▸ Requirement
Reproduce, character for character, everything in the material below from the line containing "# test: point out the blue lake" down to the end of the material.

▸ Dataset entries
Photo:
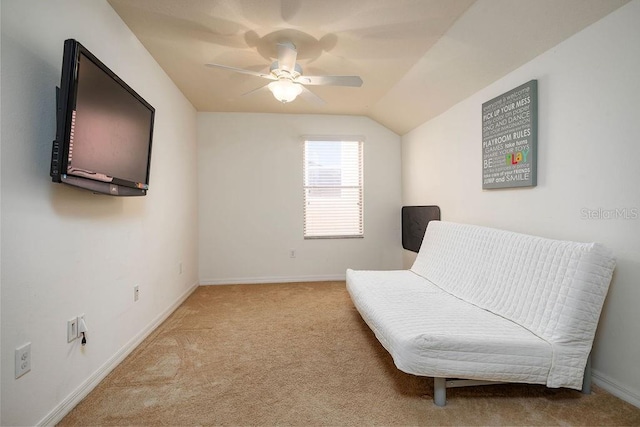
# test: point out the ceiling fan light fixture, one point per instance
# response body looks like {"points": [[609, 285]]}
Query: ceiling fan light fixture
{"points": [[284, 90]]}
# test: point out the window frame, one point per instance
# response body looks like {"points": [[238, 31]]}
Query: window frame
{"points": [[308, 233]]}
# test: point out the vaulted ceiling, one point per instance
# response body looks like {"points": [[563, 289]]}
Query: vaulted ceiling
{"points": [[417, 58]]}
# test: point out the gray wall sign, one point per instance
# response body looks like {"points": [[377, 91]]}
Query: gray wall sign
{"points": [[510, 138]]}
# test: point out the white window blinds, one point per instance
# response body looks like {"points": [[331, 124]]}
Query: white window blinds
{"points": [[333, 189]]}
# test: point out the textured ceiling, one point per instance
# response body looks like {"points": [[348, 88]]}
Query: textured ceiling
{"points": [[417, 58]]}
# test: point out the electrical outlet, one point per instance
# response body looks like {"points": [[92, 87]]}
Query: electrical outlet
{"points": [[23, 360], [72, 329]]}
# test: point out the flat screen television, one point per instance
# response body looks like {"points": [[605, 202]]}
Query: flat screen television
{"points": [[104, 128]]}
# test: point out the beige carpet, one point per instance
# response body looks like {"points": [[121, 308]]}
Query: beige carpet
{"points": [[299, 354]]}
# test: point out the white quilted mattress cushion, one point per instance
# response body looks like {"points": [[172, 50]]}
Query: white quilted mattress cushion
{"points": [[554, 288], [429, 332]]}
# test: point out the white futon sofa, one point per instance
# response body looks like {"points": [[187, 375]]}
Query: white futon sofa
{"points": [[483, 305]]}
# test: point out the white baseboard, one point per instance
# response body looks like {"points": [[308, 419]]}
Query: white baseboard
{"points": [[613, 387], [62, 409], [273, 279]]}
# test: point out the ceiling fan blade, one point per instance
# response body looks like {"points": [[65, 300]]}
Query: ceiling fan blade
{"points": [[353, 81], [258, 89], [243, 71], [311, 97], [287, 55]]}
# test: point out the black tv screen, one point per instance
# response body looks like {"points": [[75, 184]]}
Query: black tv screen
{"points": [[104, 128]]}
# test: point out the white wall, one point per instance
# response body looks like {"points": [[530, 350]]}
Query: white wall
{"points": [[66, 251], [251, 199], [588, 151]]}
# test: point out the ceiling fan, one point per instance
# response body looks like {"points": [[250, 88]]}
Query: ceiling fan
{"points": [[288, 80]]}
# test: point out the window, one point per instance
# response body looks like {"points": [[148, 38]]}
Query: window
{"points": [[333, 189]]}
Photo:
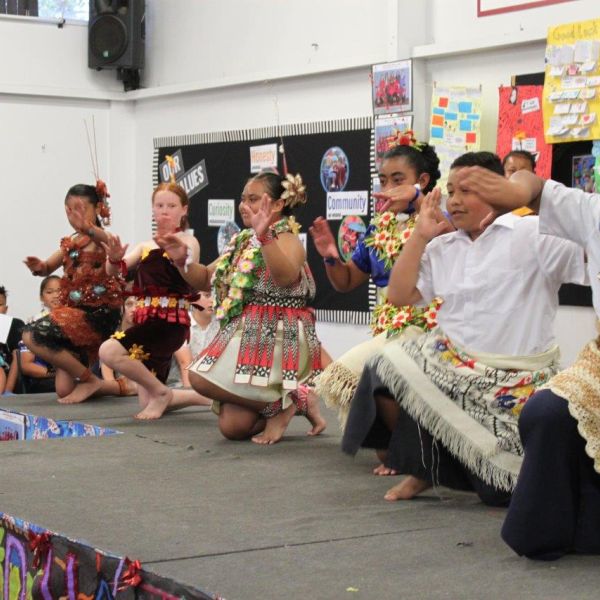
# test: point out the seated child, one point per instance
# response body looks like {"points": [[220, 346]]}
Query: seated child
{"points": [[555, 507], [38, 375], [460, 388]]}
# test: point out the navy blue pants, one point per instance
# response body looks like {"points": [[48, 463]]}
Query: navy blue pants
{"points": [[555, 508]]}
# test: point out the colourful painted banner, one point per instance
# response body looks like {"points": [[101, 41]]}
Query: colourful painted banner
{"points": [[521, 125]]}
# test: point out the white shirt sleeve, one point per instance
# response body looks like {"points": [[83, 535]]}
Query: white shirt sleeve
{"points": [[569, 213], [424, 282]]}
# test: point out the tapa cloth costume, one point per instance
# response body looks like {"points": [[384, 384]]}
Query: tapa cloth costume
{"points": [[267, 343], [161, 317], [470, 403], [375, 254], [90, 301]]}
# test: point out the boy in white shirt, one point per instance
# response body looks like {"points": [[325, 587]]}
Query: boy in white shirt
{"points": [[556, 504], [459, 389]]}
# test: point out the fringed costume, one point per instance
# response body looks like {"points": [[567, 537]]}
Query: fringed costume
{"points": [[375, 253], [267, 343], [162, 320], [91, 304]]}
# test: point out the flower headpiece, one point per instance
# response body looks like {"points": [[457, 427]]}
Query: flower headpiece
{"points": [[103, 196], [406, 138], [295, 190]]}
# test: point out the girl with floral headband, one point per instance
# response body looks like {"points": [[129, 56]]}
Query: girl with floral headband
{"points": [[266, 344], [161, 317], [68, 337], [408, 170]]}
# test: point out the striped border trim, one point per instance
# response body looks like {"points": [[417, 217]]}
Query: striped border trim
{"points": [[241, 135], [348, 317]]}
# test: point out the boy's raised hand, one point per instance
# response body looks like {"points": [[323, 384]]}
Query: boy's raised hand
{"points": [[502, 194], [431, 221]]}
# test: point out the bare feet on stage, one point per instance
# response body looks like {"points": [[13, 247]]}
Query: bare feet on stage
{"points": [[275, 427], [381, 470], [313, 414], [82, 391], [407, 489], [156, 404]]}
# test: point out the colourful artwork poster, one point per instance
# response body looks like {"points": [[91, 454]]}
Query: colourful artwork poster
{"points": [[454, 126], [571, 98], [521, 125]]}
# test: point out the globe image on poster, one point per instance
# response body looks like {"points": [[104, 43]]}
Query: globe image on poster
{"points": [[350, 230], [335, 170], [226, 232]]}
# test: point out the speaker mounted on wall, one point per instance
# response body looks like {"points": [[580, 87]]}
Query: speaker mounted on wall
{"points": [[116, 35]]}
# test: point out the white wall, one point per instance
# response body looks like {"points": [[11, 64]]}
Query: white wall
{"points": [[213, 65]]}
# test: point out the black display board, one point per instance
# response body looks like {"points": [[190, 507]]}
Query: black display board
{"points": [[224, 159]]}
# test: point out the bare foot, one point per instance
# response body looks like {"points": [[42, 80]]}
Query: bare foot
{"points": [[407, 489], [156, 406], [82, 391], [384, 471], [275, 427], [313, 414]]}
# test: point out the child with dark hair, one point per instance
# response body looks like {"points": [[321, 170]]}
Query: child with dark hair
{"points": [[518, 160], [267, 344], [90, 300], [448, 402], [408, 170]]}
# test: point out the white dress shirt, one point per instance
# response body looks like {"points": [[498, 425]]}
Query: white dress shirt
{"points": [[574, 215], [500, 291]]}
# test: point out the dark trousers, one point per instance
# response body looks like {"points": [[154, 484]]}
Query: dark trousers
{"points": [[555, 507]]}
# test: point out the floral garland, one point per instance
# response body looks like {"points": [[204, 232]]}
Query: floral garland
{"points": [[237, 269], [393, 319], [387, 239]]}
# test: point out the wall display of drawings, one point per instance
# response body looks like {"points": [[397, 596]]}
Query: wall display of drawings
{"points": [[454, 125], [572, 83], [392, 87], [521, 125], [334, 159]]}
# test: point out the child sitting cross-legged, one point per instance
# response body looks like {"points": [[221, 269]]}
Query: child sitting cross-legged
{"points": [[448, 402]]}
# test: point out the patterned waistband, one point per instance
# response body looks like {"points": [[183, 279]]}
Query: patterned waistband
{"points": [[163, 302]]}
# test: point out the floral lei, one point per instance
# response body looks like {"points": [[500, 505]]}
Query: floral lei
{"points": [[395, 319], [236, 270], [387, 239]]}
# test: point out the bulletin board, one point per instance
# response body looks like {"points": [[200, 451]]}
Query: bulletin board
{"points": [[215, 166]]}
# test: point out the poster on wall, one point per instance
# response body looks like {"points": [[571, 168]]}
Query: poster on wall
{"points": [[486, 8], [454, 124], [521, 125], [572, 83], [334, 159], [392, 87], [388, 129]]}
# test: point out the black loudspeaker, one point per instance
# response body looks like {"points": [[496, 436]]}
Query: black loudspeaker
{"points": [[116, 34]]}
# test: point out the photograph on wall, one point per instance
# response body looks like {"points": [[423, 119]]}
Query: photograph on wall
{"points": [[583, 173], [392, 87], [351, 228], [388, 131], [335, 170], [486, 8], [521, 125]]}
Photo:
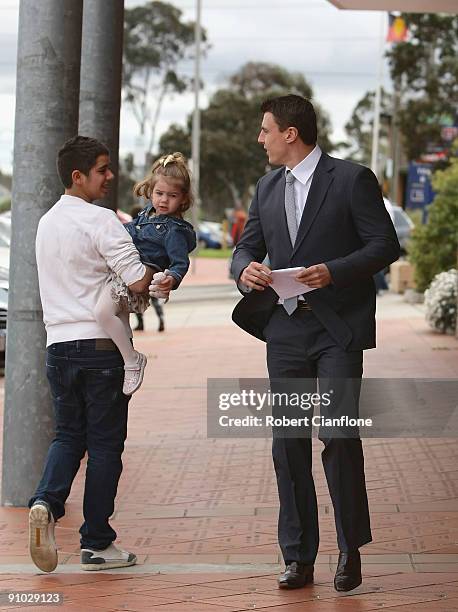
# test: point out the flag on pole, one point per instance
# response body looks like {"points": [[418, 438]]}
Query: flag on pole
{"points": [[397, 29]]}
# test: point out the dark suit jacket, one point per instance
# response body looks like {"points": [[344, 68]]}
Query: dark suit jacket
{"points": [[345, 225]]}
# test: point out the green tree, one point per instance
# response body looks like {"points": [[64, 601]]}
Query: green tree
{"points": [[433, 247], [156, 40], [360, 128], [231, 158], [425, 70]]}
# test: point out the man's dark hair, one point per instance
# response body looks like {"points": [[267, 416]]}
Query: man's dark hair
{"points": [[294, 111], [78, 153]]}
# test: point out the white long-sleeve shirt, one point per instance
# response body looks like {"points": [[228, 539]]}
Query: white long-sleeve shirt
{"points": [[77, 246]]}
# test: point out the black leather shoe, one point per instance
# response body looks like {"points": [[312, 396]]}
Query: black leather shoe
{"points": [[295, 576], [348, 573]]}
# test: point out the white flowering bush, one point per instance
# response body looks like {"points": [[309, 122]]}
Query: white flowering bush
{"points": [[440, 302]]}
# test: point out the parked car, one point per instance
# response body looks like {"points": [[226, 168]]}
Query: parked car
{"points": [[403, 225]]}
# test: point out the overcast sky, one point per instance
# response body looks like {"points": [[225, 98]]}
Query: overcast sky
{"points": [[337, 51]]}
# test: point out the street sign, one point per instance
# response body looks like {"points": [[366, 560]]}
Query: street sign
{"points": [[419, 191]]}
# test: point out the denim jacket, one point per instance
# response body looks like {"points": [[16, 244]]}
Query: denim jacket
{"points": [[163, 241]]}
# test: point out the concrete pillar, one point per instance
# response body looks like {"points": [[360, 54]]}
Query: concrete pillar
{"points": [[47, 91], [101, 77]]}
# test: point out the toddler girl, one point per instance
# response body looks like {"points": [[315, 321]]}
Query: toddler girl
{"points": [[164, 240]]}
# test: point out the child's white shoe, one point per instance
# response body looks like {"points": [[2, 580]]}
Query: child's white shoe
{"points": [[133, 375], [154, 291]]}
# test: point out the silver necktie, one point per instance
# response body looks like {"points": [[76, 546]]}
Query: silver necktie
{"points": [[290, 304]]}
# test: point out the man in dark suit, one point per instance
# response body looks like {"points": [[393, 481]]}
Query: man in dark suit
{"points": [[327, 216]]}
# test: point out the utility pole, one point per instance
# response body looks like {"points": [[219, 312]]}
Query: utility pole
{"points": [[101, 77], [377, 101], [195, 143], [47, 91]]}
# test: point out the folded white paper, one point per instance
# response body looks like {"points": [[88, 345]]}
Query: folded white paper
{"points": [[285, 284]]}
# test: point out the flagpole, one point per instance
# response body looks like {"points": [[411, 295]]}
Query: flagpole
{"points": [[378, 99], [195, 140]]}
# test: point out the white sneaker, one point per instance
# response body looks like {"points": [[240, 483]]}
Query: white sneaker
{"points": [[133, 375], [42, 544], [111, 557]]}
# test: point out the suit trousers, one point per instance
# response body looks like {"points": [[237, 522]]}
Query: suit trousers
{"points": [[299, 347]]}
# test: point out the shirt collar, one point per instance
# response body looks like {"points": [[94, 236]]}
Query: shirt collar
{"points": [[65, 198], [304, 169]]}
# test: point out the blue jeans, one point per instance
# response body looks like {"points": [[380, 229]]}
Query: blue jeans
{"points": [[86, 378]]}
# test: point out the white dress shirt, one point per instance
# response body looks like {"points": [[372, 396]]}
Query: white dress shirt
{"points": [[303, 173]]}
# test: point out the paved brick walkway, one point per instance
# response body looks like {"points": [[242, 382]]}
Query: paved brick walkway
{"points": [[201, 513]]}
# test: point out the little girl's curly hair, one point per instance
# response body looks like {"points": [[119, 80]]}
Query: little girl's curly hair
{"points": [[172, 167]]}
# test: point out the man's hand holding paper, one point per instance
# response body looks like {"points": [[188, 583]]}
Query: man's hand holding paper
{"points": [[315, 277], [285, 283]]}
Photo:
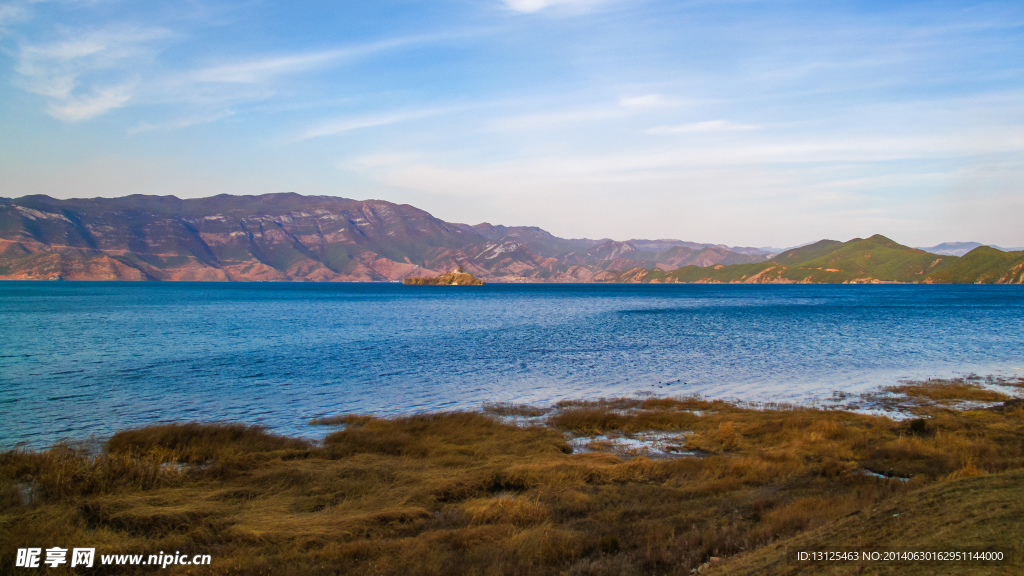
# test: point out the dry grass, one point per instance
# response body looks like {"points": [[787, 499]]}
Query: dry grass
{"points": [[461, 493]]}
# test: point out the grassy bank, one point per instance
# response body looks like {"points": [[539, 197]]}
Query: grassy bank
{"points": [[469, 493]]}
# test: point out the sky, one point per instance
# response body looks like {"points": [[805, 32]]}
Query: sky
{"points": [[753, 123]]}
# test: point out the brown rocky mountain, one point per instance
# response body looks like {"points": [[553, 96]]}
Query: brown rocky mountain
{"points": [[288, 237]]}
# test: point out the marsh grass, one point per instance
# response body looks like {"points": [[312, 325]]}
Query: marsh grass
{"points": [[464, 493]]}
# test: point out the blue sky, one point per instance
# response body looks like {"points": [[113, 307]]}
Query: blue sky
{"points": [[736, 122]]}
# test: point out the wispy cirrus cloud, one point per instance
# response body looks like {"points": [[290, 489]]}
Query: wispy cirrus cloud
{"points": [[88, 73], [340, 126], [707, 126], [254, 71], [527, 6]]}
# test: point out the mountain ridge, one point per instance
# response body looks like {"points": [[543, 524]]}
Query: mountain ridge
{"points": [[290, 237]]}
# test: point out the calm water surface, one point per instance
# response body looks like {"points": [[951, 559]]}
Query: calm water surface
{"points": [[92, 358]]}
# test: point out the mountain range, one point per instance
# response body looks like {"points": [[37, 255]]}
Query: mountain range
{"points": [[289, 237]]}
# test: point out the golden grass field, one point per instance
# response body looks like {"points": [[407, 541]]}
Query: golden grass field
{"points": [[468, 493]]}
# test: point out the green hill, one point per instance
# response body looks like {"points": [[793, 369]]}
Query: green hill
{"points": [[870, 260], [983, 265]]}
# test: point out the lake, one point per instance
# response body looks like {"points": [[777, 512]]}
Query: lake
{"points": [[91, 358]]}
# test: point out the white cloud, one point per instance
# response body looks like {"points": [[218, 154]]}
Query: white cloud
{"points": [[92, 105], [179, 123], [90, 72], [349, 124], [648, 101], [265, 69], [87, 74], [527, 6], [708, 126]]}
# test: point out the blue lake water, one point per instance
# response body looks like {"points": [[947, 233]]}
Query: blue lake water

▸ Response to the exercise
# test: point out the blue lake water, one point per instance
# response body looks like {"points": [[947, 233]]}
Query: blue lake water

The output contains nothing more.